▶ _Set problem_: Output every line of the data below as a numbered list, skipping any blank lines. Leave the picture out.

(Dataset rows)
[Start]

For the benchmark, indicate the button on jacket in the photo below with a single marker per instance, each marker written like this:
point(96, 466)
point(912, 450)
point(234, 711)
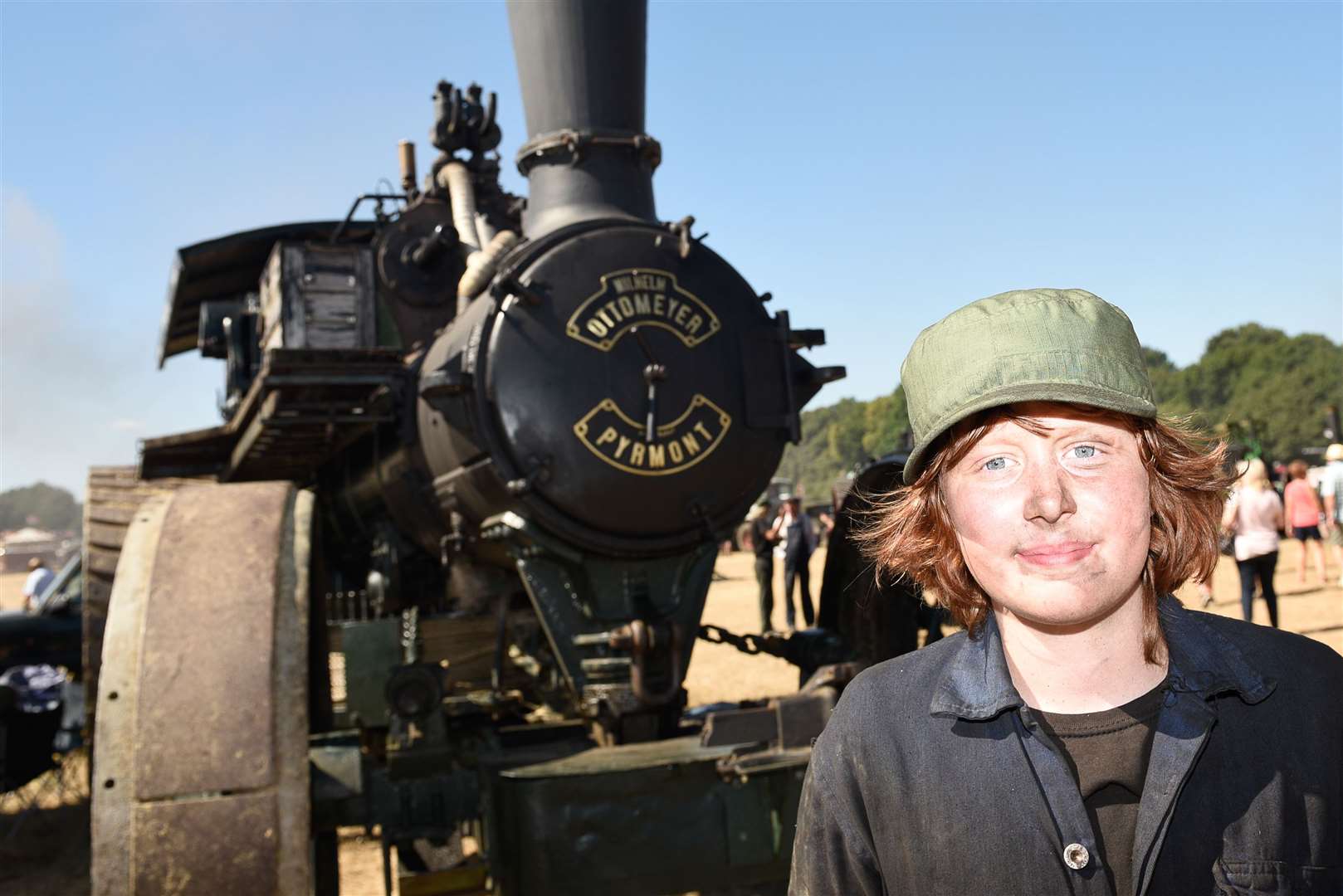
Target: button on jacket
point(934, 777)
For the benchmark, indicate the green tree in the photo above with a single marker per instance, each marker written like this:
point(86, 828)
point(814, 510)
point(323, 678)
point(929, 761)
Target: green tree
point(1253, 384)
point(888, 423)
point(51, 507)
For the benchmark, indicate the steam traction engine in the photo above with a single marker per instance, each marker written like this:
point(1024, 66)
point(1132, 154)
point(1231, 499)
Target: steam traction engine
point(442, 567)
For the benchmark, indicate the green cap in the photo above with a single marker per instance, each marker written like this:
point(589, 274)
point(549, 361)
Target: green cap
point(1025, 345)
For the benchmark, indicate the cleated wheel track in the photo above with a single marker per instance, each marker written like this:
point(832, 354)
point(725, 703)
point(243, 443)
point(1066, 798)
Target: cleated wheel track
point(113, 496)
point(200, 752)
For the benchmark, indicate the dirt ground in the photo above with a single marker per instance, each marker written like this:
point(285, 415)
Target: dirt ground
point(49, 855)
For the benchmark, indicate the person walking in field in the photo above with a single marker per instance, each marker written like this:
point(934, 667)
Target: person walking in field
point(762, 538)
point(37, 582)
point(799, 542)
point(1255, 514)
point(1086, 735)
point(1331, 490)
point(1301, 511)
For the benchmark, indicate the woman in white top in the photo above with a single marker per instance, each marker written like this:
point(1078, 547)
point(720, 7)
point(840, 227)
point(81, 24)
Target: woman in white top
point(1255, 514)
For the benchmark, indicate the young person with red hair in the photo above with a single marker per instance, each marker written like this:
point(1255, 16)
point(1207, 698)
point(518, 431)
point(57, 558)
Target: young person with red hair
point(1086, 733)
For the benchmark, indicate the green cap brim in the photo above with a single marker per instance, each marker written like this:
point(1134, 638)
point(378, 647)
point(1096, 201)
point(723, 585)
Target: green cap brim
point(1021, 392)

[End]

▶ _Expected answer_:
1. For the benchmark, indicate the button on jacket in the photo below with a single marker per instance, each marker written like this:
2. point(96, 466)
3. point(912, 450)
4. point(234, 711)
5. Target: button on jacket
6. point(934, 777)
7. For the benchmark, indicate the green tree in the photo above with a single marker per instance, each marker written like this:
8. point(86, 828)
9. point(814, 510)
10. point(323, 678)
11. point(929, 761)
12. Target: green tree
13. point(1253, 384)
14. point(888, 423)
15. point(51, 507)
16. For the benchmark, indicate the steam traction engine in the photo above with a single marker per instance, each marker written like this:
17. point(1024, 66)
18. point(1132, 154)
19. point(1231, 499)
20. Target: steam traction engine
21. point(442, 567)
22. For the benchmark, indicate the green cap in the photo above with a single marker per instance, each marker written like this:
23. point(589, 274)
24. point(549, 361)
25. Target: green cap
26. point(1025, 345)
27. For the benchmark, indicate the cleated wheel track in the photo above with a single marker per instance, each marker written like this:
28. point(832, 354)
29. point(725, 703)
30. point(243, 443)
31. point(1066, 798)
32. Target: cleated wheel track
33. point(113, 496)
34. point(200, 752)
35. For the benchmark, indicate the dirt ground in the photo above with a single marker per instance, each marker written like this:
36. point(285, 415)
37. Target: dirt ground
38. point(49, 855)
39. For the benchmark, indicate the person walking in field in the photo above with a single marker per instance, each marker written like this:
40. point(934, 667)
41. Target: person walking in field
42. point(762, 538)
43. point(37, 582)
44. point(799, 542)
45. point(1255, 514)
46. point(1086, 735)
47. point(1331, 490)
48. point(1301, 511)
49. For the benchmark, indicate the woman in white top in the photo above with a single marker per instance, each marker written like this:
50. point(1078, 547)
51. point(720, 7)
52. point(840, 227)
53. point(81, 24)
54. Target: woman in white top
55. point(1255, 514)
56. For the benchmark, indicate the young person with red hair in the photo above with a single marker per instance, each marker written like this:
57. point(1255, 16)
58. point(1207, 698)
59. point(518, 431)
60. point(57, 558)
61. Target: young person with red hair
62. point(1086, 733)
63. For the benchmark, indicate the green cap brim in the photo above with a single marker per instance, each marker written like this:
64. point(1134, 638)
65. point(378, 647)
66. point(1096, 201)
67. point(723, 585)
68. Target: green cap brim
69. point(1021, 392)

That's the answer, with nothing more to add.